• **Reading passage**:
+-------+
The Lib Dems are promoting their stance on ten policies from hospitals to student fees in a bid to show voters they are the "real alternative" party.
Mr Kennedy says he does not want to fight a negative campaign
The party has taken out three newspaper adverts costing £100,000 in the biggest pre-election push in its history.
Leader Charles Kennedy said he wanted a positive campaign and to stay out of Labour and Tory "mudslinging".
Labour says a Lib Dem vote would only help the Tories win, the Tories say they offer the only real alternative.
Three full-page newspaper advertisements were published on Tuesday in the Daily Mail, Times and the Independent.
The Lib Dems say the move illustrates their confidence and their commitments in the run-up to the general election, widely predicted to be called for 5 May.
In the adverts, the Lib Dems highlight government policies which they oppose, such as the Iraq War, hospital targets, compulsory ID cards and "hidden tax increases", then suggest their own alternatives.
Instead of introducing ID cards, they say they would fund 10,000 more police officers.
Other plans include increasing only one tax - on income above £100,000 a year - and introducing free personal care for the elderly, along with £100 extra a month for over-75s.
And they highlight tuition fees, plans to replace council tax with a local income tax and the war in Iraq.
Setting out the policies, Mr Kennedy said he wanted to promote a "positive agenda" to create more "fairness" in Britain, which he said would mark out his party from Labour and the Tories.
"We are determined...that we are going to fight a campaign which concentrates on real solutions to the real problems people face in Britain every day," he said.
+-------+
• **Extracted records**:

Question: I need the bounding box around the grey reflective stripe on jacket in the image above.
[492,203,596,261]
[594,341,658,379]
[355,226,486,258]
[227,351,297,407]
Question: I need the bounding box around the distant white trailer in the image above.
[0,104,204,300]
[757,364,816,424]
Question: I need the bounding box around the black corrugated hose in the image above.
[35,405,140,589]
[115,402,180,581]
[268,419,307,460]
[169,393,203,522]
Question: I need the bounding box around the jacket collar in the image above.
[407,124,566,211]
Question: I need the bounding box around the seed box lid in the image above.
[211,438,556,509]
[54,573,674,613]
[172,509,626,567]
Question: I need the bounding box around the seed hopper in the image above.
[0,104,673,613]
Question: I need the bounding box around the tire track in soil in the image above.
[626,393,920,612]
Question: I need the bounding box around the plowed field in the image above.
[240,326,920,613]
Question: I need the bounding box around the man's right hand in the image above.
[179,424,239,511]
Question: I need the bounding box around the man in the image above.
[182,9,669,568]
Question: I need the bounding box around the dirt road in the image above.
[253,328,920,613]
+-------+
• **Problem set**:
a - Answer these from the news report on the Lib Dem newspaper adverts:
(i) How much did the three adverts cost?
(ii) In which newspapers were the adverts published?
(iii) What do the Lib Dems say they would fund instead of introducing ID cards?
b - Write the next part of the news report on the Lib Dem newspaper adverts, picking up right after its last sentence.

• **Task-by-task outputs**:
a -
(i) £100,000
(ii) The Daily Mail, the Times and the Independent
(iii) 10,000 more police officers

b -
He said the party had taken a risk in staying out of "mudslinging" between Labour and the Tories over the past few weeks, but said they were determined to focus on the big issues.
Former Lib Dem leader in the Lords, Shirley Williams, said she thought voters were fed up with "the endless dogfight in politics".
"I think that is particularly true of women and young voters and we are taking a calculated gamble on the intelligence of the electorate," she said.
But Fraser Kemp, Labour's campaign spokesman, said: "The choice at the next general election will be between going forward with Labour or returning to a failed Tory past.
"Whatever promises they make the one thing you can be sure of is that a vote for the Liberal Democrats would only help Michael Howard into No 10 through the back door."
Conservative Party co-chairman Liam Fox said the Lib Dems would be soft on crime, would increase taxes, oppose controlled immigration and were "in favour of giving away more power to Europe".
"The Conservative Party is the only alternative to Tony Blair's failed government," he said.